**AIM OF THE TASK:** Recast the following entries as a Markdown table with the columns Row and Line, one row per line and blank lines omitted. Begin at the line that contains "woman in white" and stop after the line that contains "[[65, 71, 96, 119], [97, 82, 140, 128]]".

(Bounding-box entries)
━━━

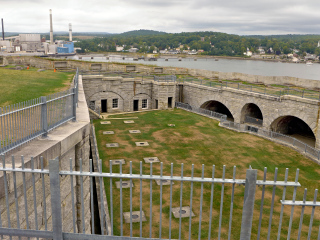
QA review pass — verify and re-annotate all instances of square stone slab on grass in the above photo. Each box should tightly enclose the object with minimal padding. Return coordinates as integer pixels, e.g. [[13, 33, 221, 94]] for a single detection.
[[110, 159, 126, 165], [106, 143, 119, 147], [143, 157, 160, 163], [155, 180, 174, 186], [136, 142, 149, 147], [123, 120, 134, 123], [129, 130, 141, 133], [116, 181, 134, 188], [103, 131, 114, 135], [172, 206, 196, 218], [123, 211, 147, 223]]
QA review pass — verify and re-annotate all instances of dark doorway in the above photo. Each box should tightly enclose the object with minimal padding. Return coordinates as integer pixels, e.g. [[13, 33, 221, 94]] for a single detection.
[[168, 97, 172, 108], [133, 100, 139, 111], [270, 116, 316, 147], [101, 99, 107, 112], [200, 101, 234, 122]]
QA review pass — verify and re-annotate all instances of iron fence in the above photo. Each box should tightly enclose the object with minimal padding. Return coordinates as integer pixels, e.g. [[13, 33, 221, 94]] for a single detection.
[[0, 157, 320, 240], [0, 67, 79, 154], [176, 102, 227, 121]]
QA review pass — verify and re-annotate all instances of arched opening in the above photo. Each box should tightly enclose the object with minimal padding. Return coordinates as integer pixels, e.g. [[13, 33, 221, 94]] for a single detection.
[[270, 116, 316, 147], [200, 101, 234, 122], [241, 103, 263, 126]]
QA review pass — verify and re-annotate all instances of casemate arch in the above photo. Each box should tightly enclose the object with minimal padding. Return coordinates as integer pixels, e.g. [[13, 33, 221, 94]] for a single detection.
[[270, 115, 316, 147], [200, 100, 234, 121], [241, 103, 263, 123]]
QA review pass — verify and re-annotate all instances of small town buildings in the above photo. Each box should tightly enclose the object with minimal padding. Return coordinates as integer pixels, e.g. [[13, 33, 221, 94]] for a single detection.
[[116, 46, 123, 52], [129, 48, 139, 53]]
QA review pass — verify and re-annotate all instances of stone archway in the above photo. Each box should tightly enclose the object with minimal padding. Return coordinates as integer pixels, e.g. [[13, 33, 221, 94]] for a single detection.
[[200, 100, 234, 122], [270, 115, 316, 147], [240, 103, 263, 126]]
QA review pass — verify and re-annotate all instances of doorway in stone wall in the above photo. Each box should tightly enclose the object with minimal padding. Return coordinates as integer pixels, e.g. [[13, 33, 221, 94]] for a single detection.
[[101, 99, 108, 112], [168, 97, 172, 108], [133, 100, 139, 111]]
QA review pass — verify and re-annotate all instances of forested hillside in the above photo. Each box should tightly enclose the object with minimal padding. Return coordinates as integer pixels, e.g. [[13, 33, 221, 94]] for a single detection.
[[72, 30, 320, 56]]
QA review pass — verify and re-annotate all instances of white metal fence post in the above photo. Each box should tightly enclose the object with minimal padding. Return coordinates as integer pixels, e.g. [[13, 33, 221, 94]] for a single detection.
[[41, 97, 48, 138], [49, 158, 63, 240], [240, 169, 257, 240], [72, 88, 78, 122]]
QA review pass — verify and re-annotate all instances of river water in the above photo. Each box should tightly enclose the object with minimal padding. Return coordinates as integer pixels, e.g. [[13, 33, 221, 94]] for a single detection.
[[66, 56, 320, 80]]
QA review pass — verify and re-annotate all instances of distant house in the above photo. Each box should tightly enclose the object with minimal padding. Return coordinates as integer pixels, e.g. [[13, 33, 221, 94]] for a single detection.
[[188, 49, 198, 55], [129, 48, 138, 53], [292, 57, 299, 62], [243, 48, 252, 57], [304, 54, 317, 60], [116, 46, 123, 52], [267, 48, 274, 53], [168, 49, 180, 54], [258, 47, 266, 54]]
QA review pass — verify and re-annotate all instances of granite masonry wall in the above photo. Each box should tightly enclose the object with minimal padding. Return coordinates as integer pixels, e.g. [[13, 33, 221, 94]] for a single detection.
[[0, 77, 91, 233]]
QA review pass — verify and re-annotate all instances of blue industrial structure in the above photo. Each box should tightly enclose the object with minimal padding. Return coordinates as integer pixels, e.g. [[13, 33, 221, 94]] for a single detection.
[[57, 42, 74, 53]]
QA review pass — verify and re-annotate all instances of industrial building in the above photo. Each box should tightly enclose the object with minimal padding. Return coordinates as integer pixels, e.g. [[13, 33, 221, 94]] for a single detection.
[[0, 9, 75, 56]]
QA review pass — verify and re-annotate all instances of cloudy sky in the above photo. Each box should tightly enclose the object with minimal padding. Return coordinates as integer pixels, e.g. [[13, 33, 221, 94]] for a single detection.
[[0, 0, 320, 35]]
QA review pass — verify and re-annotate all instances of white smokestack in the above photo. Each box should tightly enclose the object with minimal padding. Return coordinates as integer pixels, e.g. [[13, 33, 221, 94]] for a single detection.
[[49, 9, 53, 44], [69, 23, 72, 42]]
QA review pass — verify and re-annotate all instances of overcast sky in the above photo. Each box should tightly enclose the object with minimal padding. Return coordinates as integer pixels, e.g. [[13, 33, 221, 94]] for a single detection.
[[0, 0, 320, 35]]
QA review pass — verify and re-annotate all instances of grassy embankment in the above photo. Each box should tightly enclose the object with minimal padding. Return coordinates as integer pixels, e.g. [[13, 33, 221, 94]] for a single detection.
[[0, 66, 74, 107], [94, 109, 320, 239]]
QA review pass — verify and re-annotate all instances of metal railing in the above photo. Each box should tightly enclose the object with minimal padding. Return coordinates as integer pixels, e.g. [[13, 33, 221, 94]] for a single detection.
[[81, 71, 177, 82], [154, 75, 177, 82], [176, 102, 320, 161], [245, 116, 263, 126], [0, 70, 79, 154], [178, 78, 320, 101], [176, 102, 227, 121], [0, 157, 320, 240]]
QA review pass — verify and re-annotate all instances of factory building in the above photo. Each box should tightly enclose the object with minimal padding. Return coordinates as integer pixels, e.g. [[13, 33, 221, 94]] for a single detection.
[[57, 42, 74, 53], [0, 9, 75, 56], [18, 33, 41, 52]]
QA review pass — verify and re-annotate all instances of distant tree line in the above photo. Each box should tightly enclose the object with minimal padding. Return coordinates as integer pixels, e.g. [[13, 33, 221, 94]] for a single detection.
[[75, 30, 320, 56]]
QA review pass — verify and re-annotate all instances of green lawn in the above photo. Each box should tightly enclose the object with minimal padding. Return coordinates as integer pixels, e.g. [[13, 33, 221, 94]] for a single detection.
[[94, 109, 320, 239], [0, 66, 74, 107]]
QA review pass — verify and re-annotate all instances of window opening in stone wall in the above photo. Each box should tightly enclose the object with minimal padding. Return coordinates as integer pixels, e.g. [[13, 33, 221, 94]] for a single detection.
[[89, 101, 96, 110], [168, 97, 172, 108], [133, 100, 139, 111], [112, 98, 119, 108], [142, 99, 148, 109], [101, 99, 107, 112]]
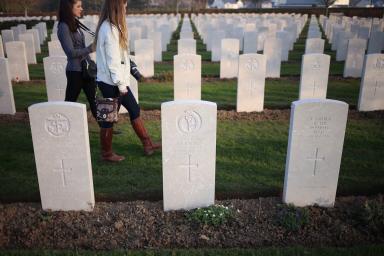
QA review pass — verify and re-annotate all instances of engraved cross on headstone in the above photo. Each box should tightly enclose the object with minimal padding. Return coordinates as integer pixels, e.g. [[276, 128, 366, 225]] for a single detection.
[[250, 80, 256, 96], [307, 148, 325, 176], [53, 159, 72, 187], [56, 85, 64, 96], [373, 81, 383, 97], [180, 155, 199, 182], [187, 82, 192, 96]]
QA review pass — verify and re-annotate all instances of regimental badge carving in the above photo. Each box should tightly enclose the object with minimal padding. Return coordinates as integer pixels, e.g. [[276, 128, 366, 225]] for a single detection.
[[375, 58, 384, 69], [177, 110, 202, 133], [180, 60, 195, 71], [45, 113, 71, 137], [49, 62, 64, 74], [245, 58, 259, 71]]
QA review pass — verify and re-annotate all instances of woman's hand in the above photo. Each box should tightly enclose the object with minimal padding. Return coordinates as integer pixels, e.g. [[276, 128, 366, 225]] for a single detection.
[[88, 42, 96, 52], [119, 85, 128, 96]]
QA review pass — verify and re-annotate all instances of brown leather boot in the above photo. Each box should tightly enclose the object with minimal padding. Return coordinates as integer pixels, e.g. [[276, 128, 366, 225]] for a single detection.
[[131, 117, 161, 156], [100, 128, 125, 162]]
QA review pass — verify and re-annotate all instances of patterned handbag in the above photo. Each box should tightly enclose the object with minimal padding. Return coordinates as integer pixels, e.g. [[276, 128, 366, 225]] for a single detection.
[[96, 97, 119, 123]]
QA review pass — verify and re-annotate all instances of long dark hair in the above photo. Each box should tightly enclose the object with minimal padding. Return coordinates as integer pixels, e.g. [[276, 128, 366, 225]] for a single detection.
[[57, 0, 80, 32], [95, 0, 129, 49]]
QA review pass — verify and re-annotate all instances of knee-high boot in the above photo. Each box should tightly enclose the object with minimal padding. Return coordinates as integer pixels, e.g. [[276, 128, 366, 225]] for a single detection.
[[100, 128, 125, 162], [131, 117, 161, 156]]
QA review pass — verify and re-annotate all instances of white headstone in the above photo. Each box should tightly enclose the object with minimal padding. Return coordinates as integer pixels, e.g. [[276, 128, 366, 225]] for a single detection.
[[1, 29, 15, 53], [5, 41, 29, 82], [28, 102, 95, 211], [119, 75, 139, 114], [0, 58, 16, 115], [264, 37, 283, 78], [357, 54, 384, 111], [26, 28, 41, 53], [177, 39, 196, 55], [174, 54, 201, 100], [135, 39, 155, 77], [368, 31, 384, 54], [283, 99, 348, 207], [343, 38, 367, 77], [220, 38, 240, 78], [150, 32, 163, 62], [161, 100, 217, 211], [305, 38, 325, 54], [0, 35, 5, 58], [299, 53, 331, 100], [243, 31, 258, 54], [19, 33, 37, 64], [211, 30, 226, 61], [276, 31, 290, 61], [336, 32, 353, 61], [43, 56, 67, 101], [236, 54, 267, 112]]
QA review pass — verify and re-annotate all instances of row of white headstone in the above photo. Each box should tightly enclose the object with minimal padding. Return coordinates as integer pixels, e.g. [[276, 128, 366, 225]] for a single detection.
[[321, 13, 384, 78], [0, 22, 47, 81], [174, 51, 384, 112], [192, 15, 307, 61], [29, 99, 348, 211]]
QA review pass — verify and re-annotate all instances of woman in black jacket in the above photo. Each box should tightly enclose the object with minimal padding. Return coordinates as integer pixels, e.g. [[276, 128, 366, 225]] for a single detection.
[[57, 0, 96, 118]]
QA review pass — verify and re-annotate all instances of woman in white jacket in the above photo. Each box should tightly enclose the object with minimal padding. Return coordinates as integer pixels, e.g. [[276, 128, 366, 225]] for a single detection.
[[95, 0, 161, 162]]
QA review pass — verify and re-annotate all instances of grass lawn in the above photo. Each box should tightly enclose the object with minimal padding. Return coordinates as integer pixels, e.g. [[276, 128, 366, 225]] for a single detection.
[[13, 79, 360, 111], [0, 115, 384, 201]]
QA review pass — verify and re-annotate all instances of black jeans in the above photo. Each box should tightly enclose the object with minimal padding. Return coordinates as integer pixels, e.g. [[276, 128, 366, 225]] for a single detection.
[[65, 71, 96, 119], [97, 82, 140, 128]]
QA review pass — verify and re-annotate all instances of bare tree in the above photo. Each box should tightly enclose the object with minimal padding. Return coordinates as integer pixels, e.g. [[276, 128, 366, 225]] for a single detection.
[[248, 0, 263, 8], [318, 0, 336, 17], [14, 0, 36, 17]]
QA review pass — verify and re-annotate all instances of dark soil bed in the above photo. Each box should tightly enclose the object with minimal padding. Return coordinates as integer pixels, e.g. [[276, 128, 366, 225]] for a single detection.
[[0, 196, 384, 250]]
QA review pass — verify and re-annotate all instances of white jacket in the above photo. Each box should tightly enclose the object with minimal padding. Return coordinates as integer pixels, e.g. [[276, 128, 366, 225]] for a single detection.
[[96, 21, 131, 92]]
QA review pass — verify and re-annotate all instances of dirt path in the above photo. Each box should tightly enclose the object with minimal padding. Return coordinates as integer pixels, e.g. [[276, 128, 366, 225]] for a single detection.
[[0, 196, 384, 250]]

━━━

**RESPONSE:**
| Row | Line |
|---|---|
| 1 | QA review pass — verify and re-annotate all instances of woman in white jacket in the above photo. Each box should tightly enclose the object with minimal padding. Return coordinates as integer pixels, e.g. [[276, 128, 366, 225]] for a single detection. |
| 2 | [[95, 0, 161, 162]] |
| 3 | QA review pass — verify and re-annotate all instances of grass lawn in the above photo. Each box should tightly enclose the object with minimal padding. Return coordinates as integer pixels, e.g. [[276, 128, 366, 225]] for a single detection. |
| 4 | [[13, 79, 360, 111], [0, 115, 384, 201]] |
| 5 | QA review pass — verify and re-annotate all instances of black jeans in the above photo. Each box should tightly enclose the object with minimal padding. Return coordinates as integer pixels, e.g. [[276, 128, 366, 225]] for a single detection. |
| 6 | [[65, 71, 96, 119], [97, 82, 140, 128]] |